=== TASK GOAL ===
Exactly reproduce the lines from the line containing "Pin the broken" to the end of the data below, inclusive, and nothing else.

###

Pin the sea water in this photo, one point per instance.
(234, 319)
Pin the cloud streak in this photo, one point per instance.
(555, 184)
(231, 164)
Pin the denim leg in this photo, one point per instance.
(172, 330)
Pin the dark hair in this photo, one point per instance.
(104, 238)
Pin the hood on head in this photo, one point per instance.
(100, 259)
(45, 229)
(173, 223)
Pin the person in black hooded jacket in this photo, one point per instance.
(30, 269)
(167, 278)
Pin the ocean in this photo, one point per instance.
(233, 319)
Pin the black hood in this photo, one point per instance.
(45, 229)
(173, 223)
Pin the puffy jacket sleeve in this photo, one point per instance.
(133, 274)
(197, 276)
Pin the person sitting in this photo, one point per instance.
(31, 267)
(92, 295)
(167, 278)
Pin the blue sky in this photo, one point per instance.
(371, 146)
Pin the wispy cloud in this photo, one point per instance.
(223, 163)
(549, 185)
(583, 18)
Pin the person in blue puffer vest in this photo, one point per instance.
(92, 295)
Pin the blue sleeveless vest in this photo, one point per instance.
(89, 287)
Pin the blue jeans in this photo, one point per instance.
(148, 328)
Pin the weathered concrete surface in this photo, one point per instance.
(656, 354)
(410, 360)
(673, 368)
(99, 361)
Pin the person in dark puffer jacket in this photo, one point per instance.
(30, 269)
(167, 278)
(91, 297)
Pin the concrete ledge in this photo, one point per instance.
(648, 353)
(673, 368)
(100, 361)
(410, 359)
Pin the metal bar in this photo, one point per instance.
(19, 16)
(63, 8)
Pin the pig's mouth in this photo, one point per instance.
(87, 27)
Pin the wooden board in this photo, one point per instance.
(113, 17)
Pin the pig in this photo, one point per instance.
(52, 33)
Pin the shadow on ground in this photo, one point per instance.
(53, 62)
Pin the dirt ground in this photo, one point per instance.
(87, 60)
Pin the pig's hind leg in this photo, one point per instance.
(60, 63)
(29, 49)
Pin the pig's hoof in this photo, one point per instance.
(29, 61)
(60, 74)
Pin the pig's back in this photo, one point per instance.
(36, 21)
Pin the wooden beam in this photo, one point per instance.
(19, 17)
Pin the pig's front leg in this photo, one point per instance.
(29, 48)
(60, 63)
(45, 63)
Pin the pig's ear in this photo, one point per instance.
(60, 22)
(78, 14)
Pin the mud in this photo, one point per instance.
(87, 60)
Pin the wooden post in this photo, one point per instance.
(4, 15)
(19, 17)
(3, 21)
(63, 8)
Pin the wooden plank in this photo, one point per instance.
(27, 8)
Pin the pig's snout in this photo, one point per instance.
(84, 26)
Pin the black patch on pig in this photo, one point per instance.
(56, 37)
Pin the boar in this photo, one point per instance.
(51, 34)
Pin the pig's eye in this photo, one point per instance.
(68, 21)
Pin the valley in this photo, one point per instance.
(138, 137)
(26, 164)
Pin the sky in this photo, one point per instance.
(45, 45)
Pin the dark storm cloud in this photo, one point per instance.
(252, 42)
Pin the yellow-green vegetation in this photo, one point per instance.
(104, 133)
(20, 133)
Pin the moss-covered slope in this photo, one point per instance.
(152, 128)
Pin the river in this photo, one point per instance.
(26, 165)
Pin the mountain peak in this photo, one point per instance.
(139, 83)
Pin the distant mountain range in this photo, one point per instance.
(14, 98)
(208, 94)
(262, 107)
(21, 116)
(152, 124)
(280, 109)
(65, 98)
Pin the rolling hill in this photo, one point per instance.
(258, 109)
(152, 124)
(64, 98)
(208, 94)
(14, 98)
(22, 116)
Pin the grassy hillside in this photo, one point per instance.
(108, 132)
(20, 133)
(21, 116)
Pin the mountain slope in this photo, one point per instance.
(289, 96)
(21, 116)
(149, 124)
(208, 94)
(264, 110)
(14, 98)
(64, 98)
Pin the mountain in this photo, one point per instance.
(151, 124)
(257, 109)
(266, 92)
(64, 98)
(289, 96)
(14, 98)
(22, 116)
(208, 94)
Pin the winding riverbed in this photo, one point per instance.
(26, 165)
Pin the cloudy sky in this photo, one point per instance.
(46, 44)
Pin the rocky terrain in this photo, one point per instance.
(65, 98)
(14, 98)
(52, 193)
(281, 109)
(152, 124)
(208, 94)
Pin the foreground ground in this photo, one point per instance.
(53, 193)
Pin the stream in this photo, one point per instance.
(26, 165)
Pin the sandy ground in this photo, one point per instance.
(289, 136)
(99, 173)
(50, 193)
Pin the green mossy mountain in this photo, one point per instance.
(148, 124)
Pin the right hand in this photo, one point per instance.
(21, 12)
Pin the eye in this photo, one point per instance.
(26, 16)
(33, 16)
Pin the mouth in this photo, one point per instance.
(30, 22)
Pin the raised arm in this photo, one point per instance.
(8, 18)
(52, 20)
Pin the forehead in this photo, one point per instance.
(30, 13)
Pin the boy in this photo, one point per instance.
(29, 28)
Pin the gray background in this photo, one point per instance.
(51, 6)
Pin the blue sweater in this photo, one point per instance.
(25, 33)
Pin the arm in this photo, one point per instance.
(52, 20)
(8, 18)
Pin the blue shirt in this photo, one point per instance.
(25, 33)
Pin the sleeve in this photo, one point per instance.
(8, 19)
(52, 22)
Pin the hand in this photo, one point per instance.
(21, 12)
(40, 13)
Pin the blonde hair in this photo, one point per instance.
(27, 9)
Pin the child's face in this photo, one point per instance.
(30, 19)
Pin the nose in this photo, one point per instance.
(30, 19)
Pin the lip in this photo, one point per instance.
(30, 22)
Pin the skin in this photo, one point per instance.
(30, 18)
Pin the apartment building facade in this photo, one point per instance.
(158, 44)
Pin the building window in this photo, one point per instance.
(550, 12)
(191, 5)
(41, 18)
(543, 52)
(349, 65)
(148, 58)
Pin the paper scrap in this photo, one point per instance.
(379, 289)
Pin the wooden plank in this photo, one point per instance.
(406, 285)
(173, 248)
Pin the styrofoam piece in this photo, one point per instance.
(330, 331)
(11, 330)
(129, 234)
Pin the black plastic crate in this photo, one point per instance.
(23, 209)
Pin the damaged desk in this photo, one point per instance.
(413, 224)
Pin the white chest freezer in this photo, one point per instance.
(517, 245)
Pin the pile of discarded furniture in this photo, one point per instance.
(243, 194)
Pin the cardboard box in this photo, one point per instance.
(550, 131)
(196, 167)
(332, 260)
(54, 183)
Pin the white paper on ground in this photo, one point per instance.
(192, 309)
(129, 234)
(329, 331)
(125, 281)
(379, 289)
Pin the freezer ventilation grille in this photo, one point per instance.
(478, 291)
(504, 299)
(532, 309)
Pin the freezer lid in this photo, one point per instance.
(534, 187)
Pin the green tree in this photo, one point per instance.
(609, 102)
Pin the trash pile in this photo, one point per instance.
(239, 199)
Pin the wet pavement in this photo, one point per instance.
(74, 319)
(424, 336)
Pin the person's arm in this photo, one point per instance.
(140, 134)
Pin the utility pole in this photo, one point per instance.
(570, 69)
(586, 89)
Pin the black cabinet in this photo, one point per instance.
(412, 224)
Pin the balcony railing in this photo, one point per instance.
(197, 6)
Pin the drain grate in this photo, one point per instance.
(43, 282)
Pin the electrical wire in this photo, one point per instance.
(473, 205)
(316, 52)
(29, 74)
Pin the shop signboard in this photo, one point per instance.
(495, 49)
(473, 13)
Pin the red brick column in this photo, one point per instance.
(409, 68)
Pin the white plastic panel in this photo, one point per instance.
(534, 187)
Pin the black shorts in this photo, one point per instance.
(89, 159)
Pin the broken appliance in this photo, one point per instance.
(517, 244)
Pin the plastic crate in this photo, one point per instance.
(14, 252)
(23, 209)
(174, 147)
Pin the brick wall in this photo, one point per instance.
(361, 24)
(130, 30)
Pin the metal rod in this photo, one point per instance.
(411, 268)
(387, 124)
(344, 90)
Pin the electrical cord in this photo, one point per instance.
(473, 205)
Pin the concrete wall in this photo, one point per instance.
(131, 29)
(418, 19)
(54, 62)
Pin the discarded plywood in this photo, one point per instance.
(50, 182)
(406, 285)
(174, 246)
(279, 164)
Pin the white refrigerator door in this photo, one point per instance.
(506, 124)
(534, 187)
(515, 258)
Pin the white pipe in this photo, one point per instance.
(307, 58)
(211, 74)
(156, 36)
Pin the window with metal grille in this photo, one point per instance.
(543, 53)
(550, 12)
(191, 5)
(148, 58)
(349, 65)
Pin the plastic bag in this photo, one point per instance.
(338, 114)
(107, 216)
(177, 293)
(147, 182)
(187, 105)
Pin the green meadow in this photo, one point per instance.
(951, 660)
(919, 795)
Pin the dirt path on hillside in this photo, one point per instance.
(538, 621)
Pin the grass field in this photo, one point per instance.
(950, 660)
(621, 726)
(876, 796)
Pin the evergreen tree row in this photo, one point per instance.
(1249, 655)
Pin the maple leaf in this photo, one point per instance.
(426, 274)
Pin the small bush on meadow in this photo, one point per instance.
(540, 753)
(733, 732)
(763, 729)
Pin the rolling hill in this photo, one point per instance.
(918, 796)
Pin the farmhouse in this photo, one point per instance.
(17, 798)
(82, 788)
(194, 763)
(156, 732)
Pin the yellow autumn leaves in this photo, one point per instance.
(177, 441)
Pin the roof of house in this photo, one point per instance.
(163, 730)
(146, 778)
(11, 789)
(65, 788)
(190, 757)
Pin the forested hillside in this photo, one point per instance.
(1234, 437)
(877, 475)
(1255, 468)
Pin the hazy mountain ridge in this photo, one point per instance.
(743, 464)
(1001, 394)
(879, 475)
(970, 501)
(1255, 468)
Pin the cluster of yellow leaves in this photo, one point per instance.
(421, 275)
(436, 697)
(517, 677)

###

=== EXERCISE OUTPUT ===
Pin the broken appliance in this photo, one point per instance.
(517, 244)
Pin the plastic crate in this photo, one point per instance.
(14, 252)
(23, 209)
(174, 147)
Pin the brick wall in this photo, one point per instance.
(361, 24)
(130, 30)
Pin the metal rod in this photo, one point per instance.
(411, 268)
(387, 124)
(344, 90)
Pin the electrical cord in this photo, one point per instance.
(473, 205)
Pin the concrete wall in this photo, one point per instance.
(131, 29)
(418, 19)
(54, 62)
Pin the discarded plywood in this photo, one point per instance.
(50, 182)
(406, 285)
(174, 246)
(279, 164)
Pin the white refrigerator door in this photo, one point per instance.
(506, 124)
(534, 187)
(515, 258)
Pin the white pipe in this photo, one point per instance.
(307, 58)
(211, 74)
(156, 36)
Pin the window with metal grille in this photo, one point per instance.
(543, 53)
(550, 12)
(191, 5)
(148, 58)
(349, 65)
Pin the plastic bag in this photo, one point per instance.
(338, 114)
(107, 216)
(177, 293)
(147, 182)
(187, 105)
Pin the green meadow in this photo, one point per instance.
(951, 660)
(919, 795)
Pin the dirt path on hillside in this photo, one point per instance.
(538, 621)
Pin the grass field in this photo, one point per instance.
(950, 660)
(621, 726)
(876, 796)
Pin the evergreen tree row in this photo, one point per instance.
(1249, 655)
Pin the maple leaf in this photo, one point per instance.
(426, 274)
Pin the small bush on meadow in this photo, one point per instance.
(540, 753)
(733, 732)
(763, 729)
Pin the rolling hill in this photo, one point per instance.
(918, 796)
Pin the farmhouse in this photo, one point per instance.
(17, 798)
(82, 788)
(194, 763)
(156, 732)
Pin the yellow autumn leaves in this photo, one point per instance.
(177, 441)
Pin the roof of house in this photo, one point per instance.
(163, 730)
(146, 778)
(11, 789)
(65, 788)
(190, 757)
Pin the forested hillside in this photo, one point per instance.
(1234, 437)
(877, 475)
(1255, 468)
Pin the hazy mountain ridge in this photo, one point per instance.
(743, 464)
(1001, 394)
(879, 475)
(970, 501)
(1255, 468)
Pin the cluster of yellow leaves in this photo, one point per instance.
(421, 275)
(436, 697)
(517, 677)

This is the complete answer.